> The task
Return the lines of the entries from the line containing "negative clicks: (301, 157) (300, 159)" through the end of the entries, both ends included, without any change.

(Segmentation mask data)
--------
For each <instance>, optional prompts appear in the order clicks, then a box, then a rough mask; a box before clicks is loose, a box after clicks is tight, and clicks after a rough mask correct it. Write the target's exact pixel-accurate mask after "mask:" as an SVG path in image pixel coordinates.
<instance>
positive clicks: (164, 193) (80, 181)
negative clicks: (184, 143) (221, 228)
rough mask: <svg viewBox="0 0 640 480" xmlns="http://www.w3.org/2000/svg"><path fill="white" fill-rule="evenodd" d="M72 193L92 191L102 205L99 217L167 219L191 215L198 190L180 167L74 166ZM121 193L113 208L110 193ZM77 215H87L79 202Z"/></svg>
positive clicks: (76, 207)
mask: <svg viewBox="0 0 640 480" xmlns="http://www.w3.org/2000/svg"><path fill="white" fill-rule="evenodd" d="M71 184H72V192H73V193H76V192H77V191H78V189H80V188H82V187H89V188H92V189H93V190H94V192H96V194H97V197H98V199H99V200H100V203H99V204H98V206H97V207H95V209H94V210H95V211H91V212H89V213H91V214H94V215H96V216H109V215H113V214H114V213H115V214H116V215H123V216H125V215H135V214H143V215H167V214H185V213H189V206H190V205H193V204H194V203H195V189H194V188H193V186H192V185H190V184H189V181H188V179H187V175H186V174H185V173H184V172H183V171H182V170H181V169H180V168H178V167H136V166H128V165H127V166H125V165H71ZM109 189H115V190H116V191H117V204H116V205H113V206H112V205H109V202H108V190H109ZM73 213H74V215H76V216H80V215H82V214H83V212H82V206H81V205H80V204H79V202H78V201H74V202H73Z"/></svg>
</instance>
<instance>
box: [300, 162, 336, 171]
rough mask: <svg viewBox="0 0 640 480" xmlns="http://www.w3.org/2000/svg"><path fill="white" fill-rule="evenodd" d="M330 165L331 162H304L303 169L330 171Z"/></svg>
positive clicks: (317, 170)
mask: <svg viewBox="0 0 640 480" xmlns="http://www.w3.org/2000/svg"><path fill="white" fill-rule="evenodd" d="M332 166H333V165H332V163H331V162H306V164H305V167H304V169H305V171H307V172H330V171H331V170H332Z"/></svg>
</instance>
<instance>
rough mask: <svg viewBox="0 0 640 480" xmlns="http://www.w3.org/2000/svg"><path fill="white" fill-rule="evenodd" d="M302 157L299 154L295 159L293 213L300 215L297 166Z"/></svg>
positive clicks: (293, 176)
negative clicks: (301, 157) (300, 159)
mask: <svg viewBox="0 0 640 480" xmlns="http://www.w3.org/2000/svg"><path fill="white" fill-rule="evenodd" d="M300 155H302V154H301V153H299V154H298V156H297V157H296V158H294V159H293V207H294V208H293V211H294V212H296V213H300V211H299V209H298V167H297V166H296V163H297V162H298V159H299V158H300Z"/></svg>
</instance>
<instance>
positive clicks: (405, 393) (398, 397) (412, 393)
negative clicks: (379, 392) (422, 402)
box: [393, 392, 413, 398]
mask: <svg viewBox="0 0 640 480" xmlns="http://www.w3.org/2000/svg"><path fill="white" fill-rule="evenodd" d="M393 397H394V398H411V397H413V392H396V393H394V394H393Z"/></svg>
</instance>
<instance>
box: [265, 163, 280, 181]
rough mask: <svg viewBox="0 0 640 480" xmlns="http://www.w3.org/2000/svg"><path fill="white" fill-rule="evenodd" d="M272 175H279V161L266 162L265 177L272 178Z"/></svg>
--------
> Solution
negative clicks: (301, 157) (300, 159)
mask: <svg viewBox="0 0 640 480" xmlns="http://www.w3.org/2000/svg"><path fill="white" fill-rule="evenodd" d="M300 155H302V154H301V153H299V154H298V156H297V157H296V158H294V159H293V207H294V208H293V211H294V212H296V213H300V211H299V209H298V167H297V166H296V163H297V162H298V159H299V158H300Z"/></svg>
</instance>
<instance>
positive clicks: (405, 393) (398, 397) (412, 393)
negative clicks: (379, 392) (422, 402)
box: [393, 392, 413, 398]
mask: <svg viewBox="0 0 640 480" xmlns="http://www.w3.org/2000/svg"><path fill="white" fill-rule="evenodd" d="M393 397H394V398H411V397H413V392H396V393H394V394H393Z"/></svg>
</instance>
<instance>
box: [265, 163, 280, 181]
rough mask: <svg viewBox="0 0 640 480" xmlns="http://www.w3.org/2000/svg"><path fill="white" fill-rule="evenodd" d="M272 175H279V161L266 162L265 177L272 178Z"/></svg>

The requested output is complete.